Copy out every one of the rows below verbatim, without altering any character.

Items listed within a dataset
┄┄┄┄┄┄┄┄┄┄
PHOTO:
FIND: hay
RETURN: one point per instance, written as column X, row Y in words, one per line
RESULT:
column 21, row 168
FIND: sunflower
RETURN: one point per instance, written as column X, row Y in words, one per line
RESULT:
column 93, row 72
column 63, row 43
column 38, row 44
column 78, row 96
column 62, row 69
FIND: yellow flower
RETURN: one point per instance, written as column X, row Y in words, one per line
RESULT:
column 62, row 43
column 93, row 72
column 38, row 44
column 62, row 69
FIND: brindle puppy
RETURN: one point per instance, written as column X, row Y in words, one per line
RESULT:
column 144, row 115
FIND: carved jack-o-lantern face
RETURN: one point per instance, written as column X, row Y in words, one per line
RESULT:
┄┄┄┄┄┄┄┄┄┄
_EXERCISE RESPONSE:_
PHOTO:
FIND: hay
RETURN: one point per instance, written as column X, row Y in words, one per line
RESULT:
column 21, row 168
FIND: sunflower
RETURN: one point per instance, written as column X, row Y in words, one per line
RESULT:
column 93, row 72
column 63, row 43
column 38, row 44
column 78, row 96
column 62, row 69
FIND: yellow flower
RETURN: one point per instance, written as column X, row Y in words, one per line
RESULT:
column 62, row 43
column 93, row 72
column 38, row 44
column 62, row 69
FIND: brindle puppy
RETURN: one point per instance, written as column X, row Y in words, one per line
RESULT:
column 144, row 115
FIND: carved jack-o-lantern face
RETURN: one point per instance, written as column X, row Y in words, one per line
RESULT:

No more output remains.